- _Task set_
1 > Do these statements agree with the text on Nick Pride and the Pimptones? For each, answer yes or no and quote the words of the text that decide it.
(a) Nick Pride formed the Pimptones in 2007.
(b) The debut release It's The Pimptones came out on Wack Records.
(c) "Deeper Pimp" was released as a 12" single.
2 > Can you copy everything from "Nick Pride and" down to "(Jazz Girl Records)." in the text on Nick Pride and the Pimptones, word for word?

- _Selected text_
========================
Nick Pride and the Pimptones are a funk/jazz/soul band based in Newcastle upon Tyne. The Pimptones were formed in 2007 by guitarist, composer and arranger Nick Pride. Their record label Record Kicks describes them as "a deep funk/jazz-dance outfit playing original music in the style of The Meters, JTQ and Charlie Hunter. The group is equally at home in a noisy nightclub or intimate jazz setting, and is most likely to bring the roof of either down with their heavy dancefloor grooves, big breaks and sophisticated jazz numbers"

It's the Pimptones
In the original line-up, Pride was joined by Oscar Cassidy (drums), Ian 'dodge' Paterson (bass), Dave Wilde (sax and flute) and Alex Leathard (trombone). This first incarnation of the band can be heard on the debut release It’s The Pimptones (Jazz Girl Records).

In 2009 the band released the 7" single "Deeper Pimp" on Wack Records, which went on to enjoy extended radioplay across Europe including the Craig Charles Funk and Soul Show on BBC 6 and became the first of the group’s trademark "Live-Band Bootlegs", a unique approach to the Mash-Up genre, and a show stopping live feature. The success of the single helped ensure more live opportunities for the Pimptones and promoters in the North-East drafted the group in to support touring acts such as Maceo Parker, Candi Staton, Youngblood Brass Band and Hot 8 Brass Band.
========================
- _Information provided_
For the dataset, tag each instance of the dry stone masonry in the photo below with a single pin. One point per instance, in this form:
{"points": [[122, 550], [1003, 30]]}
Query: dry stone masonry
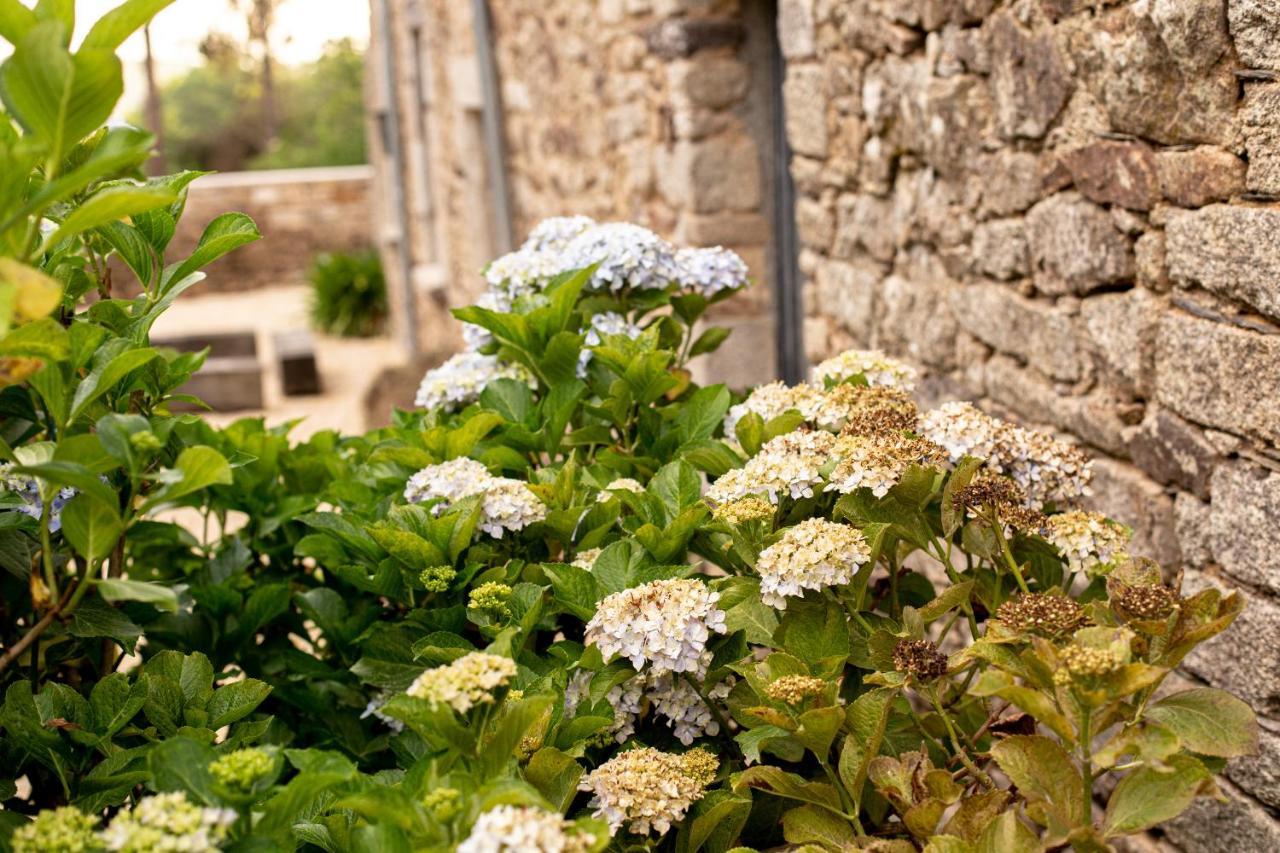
========================
- _Solutions by task_
1 >
(a) Yes: "The Pimptones were formed in 2007 by guitarist, composer and arranger Nick Pride."
(b) No: "the debut release It’s The Pimptones (Jazz Girl Records)"
(c) No: "In 2009 the band released the 7" single "Deeper Pimp" on Wack Records"

2 >
Nick Pride and the Pimptones are a funk/jazz/soul band based in Newcastle upon Tyne. The Pimptones were formed in 2007 by guitarist, composer and arranger Nick Pride. Their record label Record Kicks describes them as "a deep funk/jazz-dance outfit playing original music in the style of The Meters, JTQ and Charlie Hunter. The group is equally at home in a noisy nightclub or intimate jazz setting, and is most likely to bring the roof of either down with their heavy dancefloor grooves, big breaks and sophisticated jazz numbers"

It's the Pimptones
In the original line-up, Pride was joined by Oscar Cassidy (drums), Ian 'dodge' Paterson (bass), Dave Wilde (sax and flute) and Alex Leathard (trombone). This first incarnation of the band can be heard on the debut release It’s The Pimptones (Jazz Girl Records).